» STATED PROBLEM A: Which usernames head the posts in the forum thread about X-Trap below?

» TEXT PASSAGE:
Try the solution that I posted just before this post, I'll get back to you as soon as something useful pops up.

Edit: I have some pretty bad news: this problem has been around for years now, so the likelihood of a patch fixing this is extremely low.


----------



## -WOLF- (Jan 17, 2009)

No matter where I look, I get no solutions. Outspark and OGPlanet both say nothing valuable about xtrap, so I really don't know what to do here - find another game to play I suppose.


----------



## unlucky4you (Sep 14, 2010)

*Thankyou my dear sir. Even though you haven't fixed my problem,you still have given as much time and hard work/research as I have to my problem. Thankyou for trying it truly means alot,other people just gave up hope. But I won't I hope that they fix this problem or I fear all of vista users that are wishing to play with that company will have to give up hope. kudos and goodbye.


-Sharkey Badeaux*


----------



## Redeye3323 (Sep 20, 2009)

I don't mean to state the obvious, but hows about you use a bypass for xtrap (e.g. a code which launches a game without xtrap.

I am not sure this is allowed though so you may have to make a post on the official forum.

Cheers,
Redeye

P.S. I think I have used xtrap with a game I have played and had no problems...


----------



## -WOLF- (Jan 17, 2009)

Indeed that would both be against the rules and hard to do.


----------



## unlucky4you (Sep 14, 2010)

*Yeah I was going to but it's too much trouble. Besides, if the company obviously dosen't care to fix this problem or not while they sit back and ignore me and other players with the Xtrap issue. I don't see any point with me putting dedication to the game and it's company.*


----------



## Echoo (Nov 17, 2011)

Well, I know that you have given up on playing Lost Saga, I am just saying that the OGPlanet has recoognized the problem and has completely fixing the problem with X-Trap. So if you still want to try the game again it is full functional. 

IGN : Echoo :xolconfus


----------

» STATED PROBLEM B: In the listing, switch "target" to "object" in the part that opens with the line containing "Phrase -- broken wood board" and runs through the end of the listing. Give back only those lines.

» ENTRIES SHOWN:
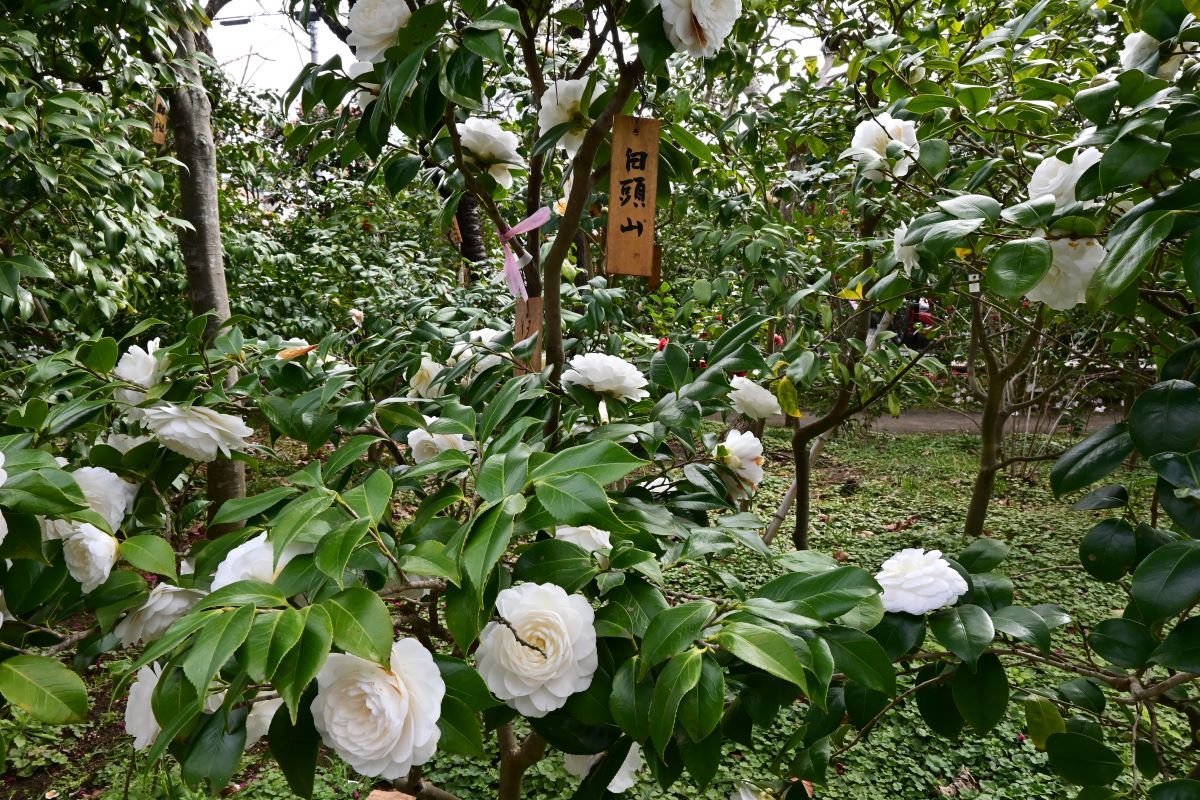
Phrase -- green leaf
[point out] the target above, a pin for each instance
(1122, 642)
(1168, 581)
(240, 509)
(1165, 417)
(605, 462)
(1017, 266)
(1181, 648)
(305, 660)
(861, 659)
(678, 678)
(982, 696)
(1092, 458)
(1083, 761)
(1131, 160)
(489, 537)
(149, 553)
(1023, 624)
(972, 206)
(1043, 720)
(630, 701)
(673, 630)
(361, 624)
(966, 631)
(1128, 251)
(45, 689)
(765, 649)
(215, 644)
(552, 560)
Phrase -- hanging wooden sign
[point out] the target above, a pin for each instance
(159, 127)
(633, 186)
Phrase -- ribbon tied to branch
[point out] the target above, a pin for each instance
(511, 266)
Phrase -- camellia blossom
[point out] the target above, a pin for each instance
(258, 721)
(425, 445)
(255, 560)
(90, 554)
(139, 720)
(562, 104)
(491, 148)
(589, 537)
(751, 400)
(625, 776)
(106, 492)
(606, 374)
(875, 133)
(165, 605)
(700, 26)
(556, 655)
(138, 367)
(742, 452)
(196, 431)
(382, 722)
(917, 582)
(1065, 284)
(1056, 176)
(423, 379)
(373, 26)
(905, 254)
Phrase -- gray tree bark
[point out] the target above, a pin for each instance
(191, 120)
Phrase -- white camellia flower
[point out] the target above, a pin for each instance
(589, 537)
(255, 560)
(425, 445)
(625, 776)
(700, 26)
(139, 720)
(366, 94)
(165, 605)
(876, 133)
(917, 582)
(1056, 176)
(373, 26)
(606, 374)
(196, 431)
(561, 104)
(1065, 284)
(742, 452)
(258, 721)
(423, 380)
(555, 657)
(905, 254)
(125, 443)
(90, 554)
(106, 492)
(753, 401)
(382, 722)
(491, 148)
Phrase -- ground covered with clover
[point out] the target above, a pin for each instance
(869, 509)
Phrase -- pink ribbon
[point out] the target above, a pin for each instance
(511, 268)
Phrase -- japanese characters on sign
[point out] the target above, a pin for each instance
(631, 193)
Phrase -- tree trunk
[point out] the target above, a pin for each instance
(191, 119)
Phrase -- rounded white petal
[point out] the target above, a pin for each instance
(751, 400)
(139, 720)
(917, 582)
(607, 374)
(196, 431)
(382, 722)
(90, 554)
(556, 656)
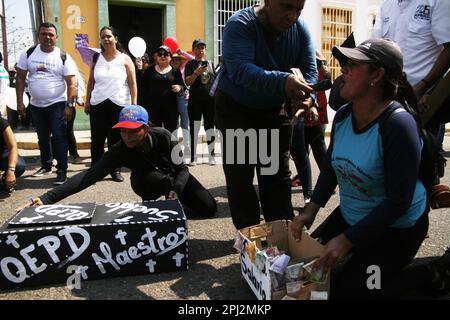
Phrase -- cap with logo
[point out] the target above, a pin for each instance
(132, 117)
(382, 51)
(177, 56)
(164, 48)
(198, 42)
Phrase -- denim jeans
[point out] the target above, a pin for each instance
(20, 165)
(300, 156)
(182, 104)
(50, 122)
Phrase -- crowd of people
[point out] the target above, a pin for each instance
(265, 86)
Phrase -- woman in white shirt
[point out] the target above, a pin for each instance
(111, 86)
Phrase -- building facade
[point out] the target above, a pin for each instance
(330, 22)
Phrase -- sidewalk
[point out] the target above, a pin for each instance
(27, 140)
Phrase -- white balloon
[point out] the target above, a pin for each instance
(137, 47)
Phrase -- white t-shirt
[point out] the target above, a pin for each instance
(111, 81)
(46, 82)
(419, 27)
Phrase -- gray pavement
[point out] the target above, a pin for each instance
(214, 269)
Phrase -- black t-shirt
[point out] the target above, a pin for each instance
(156, 155)
(199, 90)
(3, 125)
(158, 87)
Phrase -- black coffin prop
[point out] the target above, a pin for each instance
(78, 242)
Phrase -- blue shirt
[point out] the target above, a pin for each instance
(256, 64)
(377, 173)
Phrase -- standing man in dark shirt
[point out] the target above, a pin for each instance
(199, 76)
(148, 153)
(260, 46)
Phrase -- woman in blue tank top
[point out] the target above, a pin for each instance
(382, 218)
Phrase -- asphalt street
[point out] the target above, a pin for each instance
(214, 269)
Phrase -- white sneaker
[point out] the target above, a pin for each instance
(192, 163)
(212, 161)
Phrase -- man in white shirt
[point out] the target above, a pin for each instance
(51, 83)
(422, 30)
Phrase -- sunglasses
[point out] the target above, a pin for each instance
(165, 54)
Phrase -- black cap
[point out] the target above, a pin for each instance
(198, 42)
(145, 57)
(382, 51)
(164, 48)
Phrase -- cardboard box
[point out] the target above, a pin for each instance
(78, 242)
(277, 233)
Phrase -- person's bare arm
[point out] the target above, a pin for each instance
(439, 68)
(131, 75)
(90, 87)
(21, 76)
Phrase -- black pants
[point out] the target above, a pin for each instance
(164, 114)
(391, 252)
(103, 117)
(196, 200)
(442, 115)
(71, 140)
(197, 109)
(274, 189)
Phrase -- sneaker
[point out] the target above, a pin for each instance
(61, 177)
(117, 177)
(192, 163)
(296, 182)
(42, 172)
(77, 160)
(440, 284)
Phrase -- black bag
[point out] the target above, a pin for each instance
(432, 162)
(335, 101)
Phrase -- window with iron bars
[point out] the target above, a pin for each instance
(223, 10)
(336, 27)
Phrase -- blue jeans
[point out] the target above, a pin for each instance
(300, 155)
(20, 165)
(182, 105)
(50, 122)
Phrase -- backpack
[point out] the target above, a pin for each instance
(432, 162)
(63, 54)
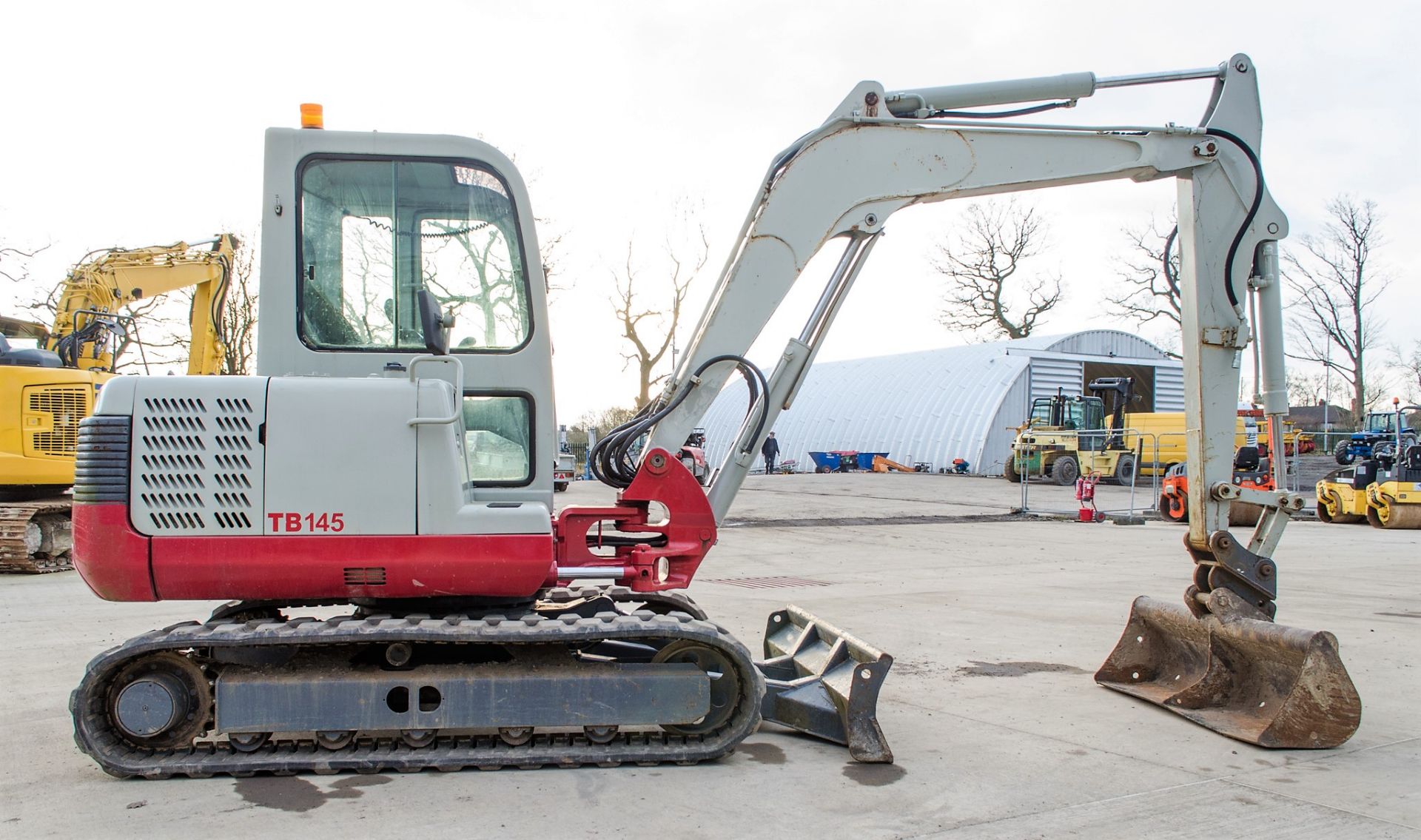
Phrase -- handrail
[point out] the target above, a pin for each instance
(458, 390)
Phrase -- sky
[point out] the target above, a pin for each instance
(140, 124)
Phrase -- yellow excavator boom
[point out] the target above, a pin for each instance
(97, 289)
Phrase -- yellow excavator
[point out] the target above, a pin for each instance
(47, 390)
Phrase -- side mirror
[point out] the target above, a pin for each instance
(434, 324)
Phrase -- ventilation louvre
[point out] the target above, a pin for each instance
(198, 458)
(364, 576)
(66, 406)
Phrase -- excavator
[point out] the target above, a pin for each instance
(50, 389)
(460, 639)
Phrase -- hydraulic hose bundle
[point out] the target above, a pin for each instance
(613, 460)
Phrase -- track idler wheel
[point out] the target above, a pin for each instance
(248, 741)
(161, 701)
(600, 733)
(725, 684)
(335, 739)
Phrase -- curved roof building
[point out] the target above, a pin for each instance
(937, 406)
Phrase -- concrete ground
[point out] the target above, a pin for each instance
(998, 727)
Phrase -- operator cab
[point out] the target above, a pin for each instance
(357, 226)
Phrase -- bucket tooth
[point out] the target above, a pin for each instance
(824, 682)
(1255, 681)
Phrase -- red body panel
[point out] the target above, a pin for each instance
(110, 554)
(121, 565)
(412, 566)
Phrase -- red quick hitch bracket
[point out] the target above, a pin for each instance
(622, 543)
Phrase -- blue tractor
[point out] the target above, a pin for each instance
(1377, 438)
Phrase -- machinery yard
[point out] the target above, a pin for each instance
(996, 625)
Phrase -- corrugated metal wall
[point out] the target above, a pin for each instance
(1169, 389)
(1049, 374)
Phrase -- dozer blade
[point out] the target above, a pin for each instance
(1257, 681)
(824, 682)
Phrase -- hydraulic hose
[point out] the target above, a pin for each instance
(613, 460)
(1252, 211)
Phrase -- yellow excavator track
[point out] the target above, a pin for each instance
(35, 536)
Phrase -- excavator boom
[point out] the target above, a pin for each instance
(1228, 231)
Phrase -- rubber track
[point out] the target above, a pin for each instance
(13, 554)
(373, 755)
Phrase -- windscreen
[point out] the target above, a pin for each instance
(377, 232)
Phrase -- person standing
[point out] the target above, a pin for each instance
(770, 451)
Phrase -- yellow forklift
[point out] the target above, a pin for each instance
(1066, 437)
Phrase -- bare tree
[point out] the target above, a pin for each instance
(15, 263)
(1150, 273)
(1410, 367)
(651, 327)
(1306, 389)
(981, 263)
(1336, 293)
(239, 316)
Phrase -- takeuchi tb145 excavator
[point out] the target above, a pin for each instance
(46, 392)
(411, 477)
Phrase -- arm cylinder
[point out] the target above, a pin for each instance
(1069, 86)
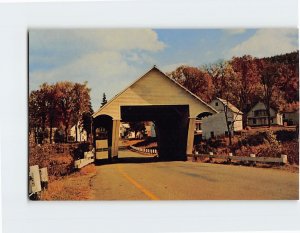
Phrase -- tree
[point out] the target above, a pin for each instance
(269, 78)
(137, 127)
(225, 82)
(195, 80)
(248, 77)
(81, 104)
(104, 100)
(65, 104)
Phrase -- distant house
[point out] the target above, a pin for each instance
(291, 117)
(216, 125)
(81, 133)
(257, 116)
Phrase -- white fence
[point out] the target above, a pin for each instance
(252, 158)
(38, 180)
(144, 150)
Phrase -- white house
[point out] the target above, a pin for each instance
(257, 116)
(215, 125)
(81, 133)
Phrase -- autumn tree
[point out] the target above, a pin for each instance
(81, 104)
(137, 127)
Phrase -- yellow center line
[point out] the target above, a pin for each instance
(137, 185)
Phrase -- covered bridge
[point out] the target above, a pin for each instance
(155, 97)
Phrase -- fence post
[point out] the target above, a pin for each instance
(284, 159)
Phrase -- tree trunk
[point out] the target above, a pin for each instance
(269, 116)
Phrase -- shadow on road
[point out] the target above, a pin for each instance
(129, 160)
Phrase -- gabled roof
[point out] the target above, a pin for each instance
(154, 68)
(230, 106)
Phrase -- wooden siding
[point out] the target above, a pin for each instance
(154, 88)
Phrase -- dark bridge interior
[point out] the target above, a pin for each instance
(171, 126)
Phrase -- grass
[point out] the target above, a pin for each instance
(72, 187)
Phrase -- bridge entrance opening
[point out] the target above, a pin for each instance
(171, 125)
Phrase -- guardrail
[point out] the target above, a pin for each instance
(252, 158)
(144, 150)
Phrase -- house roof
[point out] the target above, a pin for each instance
(230, 106)
(260, 102)
(154, 68)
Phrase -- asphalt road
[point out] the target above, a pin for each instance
(138, 177)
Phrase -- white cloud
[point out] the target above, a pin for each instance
(268, 42)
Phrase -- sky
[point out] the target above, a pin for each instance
(111, 59)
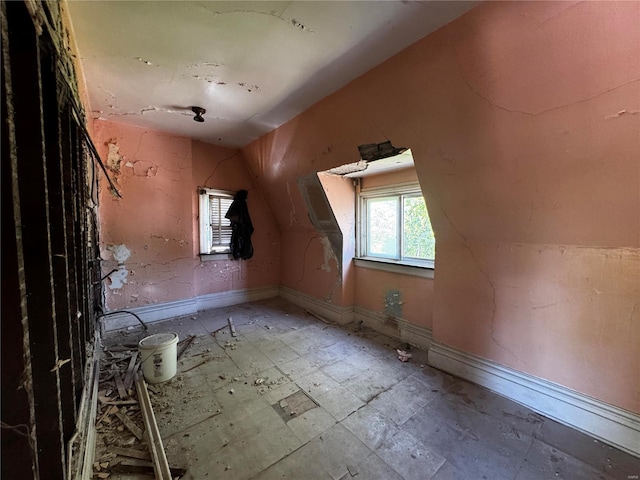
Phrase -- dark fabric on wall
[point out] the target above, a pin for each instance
(241, 227)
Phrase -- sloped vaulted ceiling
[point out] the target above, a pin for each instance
(251, 65)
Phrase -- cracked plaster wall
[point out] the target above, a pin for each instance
(150, 236)
(531, 174)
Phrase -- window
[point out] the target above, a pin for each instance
(394, 226)
(215, 230)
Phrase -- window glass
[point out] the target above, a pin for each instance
(215, 229)
(419, 241)
(394, 224)
(382, 220)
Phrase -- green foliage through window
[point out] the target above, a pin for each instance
(396, 226)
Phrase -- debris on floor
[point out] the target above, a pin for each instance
(123, 442)
(404, 356)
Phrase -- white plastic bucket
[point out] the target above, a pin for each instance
(159, 354)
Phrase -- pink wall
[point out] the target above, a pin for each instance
(151, 234)
(340, 192)
(522, 118)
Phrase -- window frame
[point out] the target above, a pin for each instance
(204, 199)
(399, 191)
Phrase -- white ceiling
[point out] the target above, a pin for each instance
(251, 65)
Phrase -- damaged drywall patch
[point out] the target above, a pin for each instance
(114, 158)
(393, 303)
(118, 277)
(144, 169)
(120, 253)
(328, 254)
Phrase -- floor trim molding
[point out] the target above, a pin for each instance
(162, 311)
(615, 426)
(399, 328)
(333, 313)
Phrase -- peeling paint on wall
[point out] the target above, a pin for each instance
(328, 254)
(393, 303)
(118, 278)
(120, 253)
(114, 159)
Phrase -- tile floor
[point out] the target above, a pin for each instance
(294, 398)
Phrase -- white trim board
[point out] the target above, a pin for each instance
(615, 426)
(162, 311)
(403, 330)
(334, 313)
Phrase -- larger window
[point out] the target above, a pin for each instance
(395, 226)
(215, 229)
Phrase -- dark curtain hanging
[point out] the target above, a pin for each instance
(241, 227)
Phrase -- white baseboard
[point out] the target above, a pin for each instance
(162, 311)
(333, 313)
(398, 328)
(234, 297)
(615, 426)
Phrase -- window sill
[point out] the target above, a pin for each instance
(209, 257)
(424, 271)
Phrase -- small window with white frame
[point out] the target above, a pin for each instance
(215, 229)
(394, 225)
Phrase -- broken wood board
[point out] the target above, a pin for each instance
(132, 427)
(131, 370)
(154, 441)
(131, 453)
(134, 465)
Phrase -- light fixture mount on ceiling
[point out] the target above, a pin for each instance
(199, 111)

» RESPONSE A:
-WOLF-
unlucky4you
Redeye3323
Echoo

» RESPONSE B:
Phrase -- broken wood board
[point out] the object above, a pin for each instance
(132, 427)
(131, 370)
(154, 441)
(131, 453)
(134, 465)
Phrase -- light fixture mount on ceiling
[point out] the object above, a pin for each instance
(199, 111)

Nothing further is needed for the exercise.